TASK INPUTS
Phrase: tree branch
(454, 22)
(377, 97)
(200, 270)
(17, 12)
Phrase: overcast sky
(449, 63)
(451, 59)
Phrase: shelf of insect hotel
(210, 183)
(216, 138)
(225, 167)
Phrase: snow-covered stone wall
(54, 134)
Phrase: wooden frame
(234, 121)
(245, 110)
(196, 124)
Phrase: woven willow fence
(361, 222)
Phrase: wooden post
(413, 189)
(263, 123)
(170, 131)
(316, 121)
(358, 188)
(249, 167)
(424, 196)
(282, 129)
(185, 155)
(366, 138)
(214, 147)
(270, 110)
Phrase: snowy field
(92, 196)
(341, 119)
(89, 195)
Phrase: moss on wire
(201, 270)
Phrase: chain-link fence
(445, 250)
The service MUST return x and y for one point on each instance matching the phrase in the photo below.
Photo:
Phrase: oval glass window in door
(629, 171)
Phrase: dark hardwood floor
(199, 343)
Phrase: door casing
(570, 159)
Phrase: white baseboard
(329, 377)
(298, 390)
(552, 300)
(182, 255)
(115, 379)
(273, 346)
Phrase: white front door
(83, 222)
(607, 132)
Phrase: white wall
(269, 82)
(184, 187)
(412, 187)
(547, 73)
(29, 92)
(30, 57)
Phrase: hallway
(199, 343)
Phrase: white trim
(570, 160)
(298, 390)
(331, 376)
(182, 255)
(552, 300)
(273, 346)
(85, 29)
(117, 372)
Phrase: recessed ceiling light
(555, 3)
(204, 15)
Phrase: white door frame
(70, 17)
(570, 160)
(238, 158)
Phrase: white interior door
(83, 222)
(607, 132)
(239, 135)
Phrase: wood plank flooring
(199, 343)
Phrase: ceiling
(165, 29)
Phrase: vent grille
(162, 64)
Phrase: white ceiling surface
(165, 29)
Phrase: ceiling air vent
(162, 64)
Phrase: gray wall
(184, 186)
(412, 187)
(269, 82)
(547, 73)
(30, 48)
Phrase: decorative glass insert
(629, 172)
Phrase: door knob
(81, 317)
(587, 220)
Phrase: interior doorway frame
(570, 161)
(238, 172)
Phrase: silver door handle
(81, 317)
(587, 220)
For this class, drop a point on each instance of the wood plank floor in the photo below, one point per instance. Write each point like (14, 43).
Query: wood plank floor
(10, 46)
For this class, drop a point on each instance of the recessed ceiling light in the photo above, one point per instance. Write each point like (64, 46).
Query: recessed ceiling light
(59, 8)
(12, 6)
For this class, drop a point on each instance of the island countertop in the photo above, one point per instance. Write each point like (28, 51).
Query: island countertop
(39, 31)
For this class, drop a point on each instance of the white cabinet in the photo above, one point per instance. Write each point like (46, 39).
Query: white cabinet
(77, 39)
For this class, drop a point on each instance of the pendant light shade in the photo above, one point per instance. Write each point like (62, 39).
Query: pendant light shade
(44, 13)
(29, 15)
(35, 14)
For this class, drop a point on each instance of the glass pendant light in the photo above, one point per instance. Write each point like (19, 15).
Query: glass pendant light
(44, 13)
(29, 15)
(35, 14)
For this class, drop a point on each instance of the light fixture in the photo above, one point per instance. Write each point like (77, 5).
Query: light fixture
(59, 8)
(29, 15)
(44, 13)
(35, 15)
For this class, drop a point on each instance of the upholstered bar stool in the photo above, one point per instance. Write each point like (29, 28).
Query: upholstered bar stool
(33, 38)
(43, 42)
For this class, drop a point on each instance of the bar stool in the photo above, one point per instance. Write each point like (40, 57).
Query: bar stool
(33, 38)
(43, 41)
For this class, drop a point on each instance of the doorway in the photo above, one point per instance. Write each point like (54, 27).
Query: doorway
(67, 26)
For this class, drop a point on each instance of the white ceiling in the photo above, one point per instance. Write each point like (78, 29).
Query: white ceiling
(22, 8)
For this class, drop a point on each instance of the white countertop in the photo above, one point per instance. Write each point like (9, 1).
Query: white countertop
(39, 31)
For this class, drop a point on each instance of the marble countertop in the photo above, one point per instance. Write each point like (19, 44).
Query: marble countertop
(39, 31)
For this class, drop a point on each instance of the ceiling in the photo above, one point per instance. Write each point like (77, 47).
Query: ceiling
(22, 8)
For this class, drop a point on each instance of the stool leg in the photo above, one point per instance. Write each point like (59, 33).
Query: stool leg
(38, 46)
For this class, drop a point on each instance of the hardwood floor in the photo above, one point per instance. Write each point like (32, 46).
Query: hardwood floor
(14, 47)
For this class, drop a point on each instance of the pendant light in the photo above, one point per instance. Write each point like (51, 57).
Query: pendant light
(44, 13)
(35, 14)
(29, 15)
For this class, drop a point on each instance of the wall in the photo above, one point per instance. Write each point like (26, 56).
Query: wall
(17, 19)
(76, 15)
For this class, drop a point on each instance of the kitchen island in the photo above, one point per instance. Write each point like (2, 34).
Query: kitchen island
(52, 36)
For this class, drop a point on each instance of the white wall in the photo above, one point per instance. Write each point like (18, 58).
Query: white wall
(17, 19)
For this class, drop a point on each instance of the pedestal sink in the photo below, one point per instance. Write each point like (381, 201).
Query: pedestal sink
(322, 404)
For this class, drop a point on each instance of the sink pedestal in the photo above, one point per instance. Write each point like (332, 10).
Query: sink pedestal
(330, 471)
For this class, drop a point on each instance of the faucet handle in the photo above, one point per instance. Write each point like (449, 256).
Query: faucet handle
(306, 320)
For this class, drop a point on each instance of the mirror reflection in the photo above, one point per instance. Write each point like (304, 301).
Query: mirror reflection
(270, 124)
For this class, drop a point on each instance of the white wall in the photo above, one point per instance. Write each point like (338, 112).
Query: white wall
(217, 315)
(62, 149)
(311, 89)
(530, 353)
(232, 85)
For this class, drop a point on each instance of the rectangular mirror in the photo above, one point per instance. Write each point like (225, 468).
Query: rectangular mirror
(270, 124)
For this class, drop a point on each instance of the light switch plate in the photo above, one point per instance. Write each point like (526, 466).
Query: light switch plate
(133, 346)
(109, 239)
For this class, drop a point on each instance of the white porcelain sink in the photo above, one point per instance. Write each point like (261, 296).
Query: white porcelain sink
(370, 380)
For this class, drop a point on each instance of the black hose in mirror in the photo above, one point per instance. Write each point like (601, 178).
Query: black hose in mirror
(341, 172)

THE PROBLEM
From the data above, show each line that contains "below".

OUTPUT FOR THIS EXERCISE
The service MUST return x and y for one point on each instance matching the phrase in the photo below.
For this class, drop a point on each instance of the wood plank floor in the photo below, one point per instance. Write each point like (14, 43).
For this class, drop a point on each instance of the pedestal sink in the photo below, one point per instance. Write each point like (381, 201).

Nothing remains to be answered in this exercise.